• BRIEF 1:
Answer these from the forum thread about the broken Vivitar flash hot shoe:
(a) Which Vivitar flash model broke?
(b) What was the flash mounted on when it fell over?
(c) Who fixed the flash for Photochick?
• BRIEF 2: Carry on the forum thread about repairing a Vivitar flash's hot shoe, picking up right after its final line.

• DOCUMENT PASSAGE:
# Has anyone here fixed the hotshoe on their vivitar flash?



## msf (Nov 8, 2009)

One of my vivitar 285 flashes fell over a while back while on a tripod, and the shoe part broke.  Its finally time to get it fixed.  I found a bunch of auctions on ebay for metal hot shoes, but they are not responding to me to let me know how hard or easy it is to put on a flash.  I am guessing you have to cut off the bottom part of the vivitar flash?  I was just wondering if anyone here has done this.


----------



## Photochick (Nov 8, 2009)

That has happened to me several times.  My local repair shop was able to fix it and replace the part.  It wasn't expensive and I didn't have to mess with it.


----------



## Dwig (Nov 9, 2009)

msf said:


> ...I am guessing you have to cut off the bottom part of the vivitar flash?  I was just wondering if anyone here has done this.

• RECORD SET:

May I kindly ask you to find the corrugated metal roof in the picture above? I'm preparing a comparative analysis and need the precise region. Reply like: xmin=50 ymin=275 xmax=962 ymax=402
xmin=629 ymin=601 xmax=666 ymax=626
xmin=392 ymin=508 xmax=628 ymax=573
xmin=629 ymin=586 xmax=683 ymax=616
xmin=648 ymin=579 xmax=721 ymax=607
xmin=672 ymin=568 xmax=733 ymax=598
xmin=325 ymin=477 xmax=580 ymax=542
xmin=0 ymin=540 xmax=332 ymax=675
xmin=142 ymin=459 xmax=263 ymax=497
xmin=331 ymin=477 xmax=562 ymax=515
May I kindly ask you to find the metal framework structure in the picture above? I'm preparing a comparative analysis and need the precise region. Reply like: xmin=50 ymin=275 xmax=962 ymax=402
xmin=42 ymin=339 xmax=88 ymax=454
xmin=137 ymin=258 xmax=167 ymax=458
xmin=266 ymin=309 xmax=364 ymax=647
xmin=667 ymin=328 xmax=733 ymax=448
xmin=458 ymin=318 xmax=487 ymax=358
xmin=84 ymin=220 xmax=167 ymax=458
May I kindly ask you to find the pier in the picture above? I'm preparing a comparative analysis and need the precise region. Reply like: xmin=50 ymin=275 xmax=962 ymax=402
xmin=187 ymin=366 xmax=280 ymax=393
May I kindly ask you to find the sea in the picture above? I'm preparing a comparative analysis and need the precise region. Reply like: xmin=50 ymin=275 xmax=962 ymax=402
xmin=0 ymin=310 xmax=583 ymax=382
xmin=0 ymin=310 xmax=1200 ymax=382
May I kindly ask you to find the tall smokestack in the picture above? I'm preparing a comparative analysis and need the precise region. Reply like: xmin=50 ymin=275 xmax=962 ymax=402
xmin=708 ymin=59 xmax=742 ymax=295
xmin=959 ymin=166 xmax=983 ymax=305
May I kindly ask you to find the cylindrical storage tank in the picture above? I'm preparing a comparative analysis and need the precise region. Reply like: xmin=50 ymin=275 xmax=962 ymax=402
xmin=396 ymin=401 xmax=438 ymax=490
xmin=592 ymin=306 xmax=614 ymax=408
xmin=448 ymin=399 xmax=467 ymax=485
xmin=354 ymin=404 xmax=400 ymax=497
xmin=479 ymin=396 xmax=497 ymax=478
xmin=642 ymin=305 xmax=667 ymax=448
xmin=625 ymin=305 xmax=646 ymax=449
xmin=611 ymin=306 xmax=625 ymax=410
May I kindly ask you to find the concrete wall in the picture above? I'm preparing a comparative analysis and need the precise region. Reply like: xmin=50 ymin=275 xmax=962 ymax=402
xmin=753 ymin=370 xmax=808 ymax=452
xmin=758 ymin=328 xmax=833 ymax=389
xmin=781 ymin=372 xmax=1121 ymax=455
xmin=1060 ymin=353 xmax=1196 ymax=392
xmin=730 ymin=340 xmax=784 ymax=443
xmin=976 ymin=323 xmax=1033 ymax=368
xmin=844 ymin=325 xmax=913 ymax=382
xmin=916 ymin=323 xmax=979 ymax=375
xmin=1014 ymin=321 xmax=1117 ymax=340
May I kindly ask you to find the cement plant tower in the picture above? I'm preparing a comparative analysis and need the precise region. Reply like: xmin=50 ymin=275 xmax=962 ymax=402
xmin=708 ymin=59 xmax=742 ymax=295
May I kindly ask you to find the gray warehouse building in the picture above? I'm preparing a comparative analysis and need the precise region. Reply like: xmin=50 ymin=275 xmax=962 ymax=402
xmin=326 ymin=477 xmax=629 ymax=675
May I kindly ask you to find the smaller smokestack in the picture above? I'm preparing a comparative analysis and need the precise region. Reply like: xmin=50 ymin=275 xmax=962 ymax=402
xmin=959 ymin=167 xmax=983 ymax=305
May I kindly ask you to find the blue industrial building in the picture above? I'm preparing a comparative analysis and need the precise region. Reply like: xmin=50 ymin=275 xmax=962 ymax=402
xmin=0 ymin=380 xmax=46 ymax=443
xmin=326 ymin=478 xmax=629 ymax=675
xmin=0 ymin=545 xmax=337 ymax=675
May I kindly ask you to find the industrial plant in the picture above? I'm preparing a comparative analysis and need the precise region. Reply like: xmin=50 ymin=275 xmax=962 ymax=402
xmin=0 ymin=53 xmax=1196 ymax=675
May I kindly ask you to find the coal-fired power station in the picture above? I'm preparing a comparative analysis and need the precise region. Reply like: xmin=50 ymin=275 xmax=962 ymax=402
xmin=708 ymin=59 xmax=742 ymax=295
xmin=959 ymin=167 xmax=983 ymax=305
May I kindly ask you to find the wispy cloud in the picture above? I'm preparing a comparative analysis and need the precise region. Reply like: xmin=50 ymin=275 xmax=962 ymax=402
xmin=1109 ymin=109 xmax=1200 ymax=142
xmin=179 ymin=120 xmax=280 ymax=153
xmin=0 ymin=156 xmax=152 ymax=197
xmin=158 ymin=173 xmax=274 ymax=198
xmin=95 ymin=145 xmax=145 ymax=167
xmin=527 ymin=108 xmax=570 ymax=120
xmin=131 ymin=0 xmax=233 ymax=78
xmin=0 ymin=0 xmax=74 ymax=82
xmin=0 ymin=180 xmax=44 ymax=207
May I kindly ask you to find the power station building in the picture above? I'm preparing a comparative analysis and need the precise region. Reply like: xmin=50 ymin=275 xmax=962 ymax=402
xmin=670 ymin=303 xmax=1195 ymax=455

• TASK RESULT 1:
(a) The Vivitar 285.
(b) A tripod.
(c) Photochick's local repair shop.

• TASK RESULT 2:
There should be two small screws holding the old broken shoe in place. A proper replacement foot, either original plastic or custom metal, should mount using the same screws. There will be some wires that must be cut or unsoldiered from the old shoe and either carefully taped so they don't short or resoldiered to the new shoe.

Be very careful to discharge the flash and remove the batteries before attempting the repair. Some variants of the 285 present a rather high voltage to the hot shoe and you could get a nasty shock from handling the wires.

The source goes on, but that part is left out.